### Quoted passage
Governor Robert Dinwiddie of Virginia was alarmed by the increase in French activity in the Ohio Valley, both because it seemed to threaten the Virginia frontier and because its success would foreclose lucrative speculation in Ohio lands. The governor sent twenty-one-year-old George Washington to warn the French to withdraw from the Ohio Valley because Britain claimed it as part of the Virginia colony. When Washington reached Fort Le Boeuf, he was told politely but clearly that the French were in the area to stay.

In January 1754 Dinwiddie sent a militia company to build a fort at the Forks of the Ohio (modern Pittsburgh). On 17 April, a five-hundred-man French force captured the half-completed fort, allowed the Virginians to withdraw, and then built Fort Duquesne on the site. Anticipating the need for military force, the Virginia House of Burgesses had already authorized a small regiment of thirteen hundred frontiersmen under Colonel Joshua Fry, with Washington as lieutenant colonel and second-in-command. Washington, on the way to the Forks with sixty men, met the fort builders on their way home. After sending for reinforcements, Washington pushed his force forward; on 7 May it reached a clearing on the Cumberland Road known as Great Meadows, about ten miles east of what is modern Uniontown, Pennsylvania. While camped there, Washington learned that a small French force was approaching. In a controversial surprise attack on the morning of 27 May, Washington's men killed the enemy commander (Ensign Joseph Coulon de Villiers Jumonville) along with nine others and took twenty-one prisoners.

Returning to their camp, the Virginians strengthened it, named it Fort Necessity, and waited for the rest of the regiment to come up. Washington, who had assumed command of the regiment on the death of Colonel Fry on 31 May 1754, was joined in early June by the rest of the Virginians and Captain James Mackay's Independent Company of South Carolina, a unit of about one hundred regulars. On 3 July, Fort Necessity was attacked by about five hundred French and four hundred Indians. Washington was compelled to surrender after a long-range exchange of musketry that caused few casualties but which exposed the fact that his position was untenable. The next day, the French allowed Washington's force to withdraw with the honors of war to its base at Wills Creek (later Cumberland, Maryland), fifty miles away.

### Task instructions
a: Answer these questions on the Ohio Valley account:
(i) How old was George Washington when Governor Dinwiddie sent him to warn the French?
(ii) On what date did the five-hundred-man French force capture the half-completed fort at the Forks of the Ohio?
(iii) Who led the Independent Company of South Carolina that joined Washington in early June?
b: Reproduce the stretch of the Ohio Valley account that begins at the words "Governor Robert Dinwiddie" and ends with "area to stay.".
Answer from the Ohio Valley account alone.

### Data lines
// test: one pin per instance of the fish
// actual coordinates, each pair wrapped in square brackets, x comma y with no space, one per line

### Answers by task
a:
(i) Twenty-one.
(ii) 17 April.
(iii) Captain James Mackay.

b:
Governor Robert Dinwiddie of Virginia was alarmed by the increase in French activity in the Ohio Valley, both because it seemed to threaten the Virginia frontier and because its success would foreclose lucrative speculation in Ohio lands. The governor sent twenty-one-year-old George Washington to warn the French to withdraw from the Ohio Valley because Britain claimed it as part of the Virginia colony. When Washington reached Fort Le Boeuf, he was told politely but clearly that the French were in the area to stay.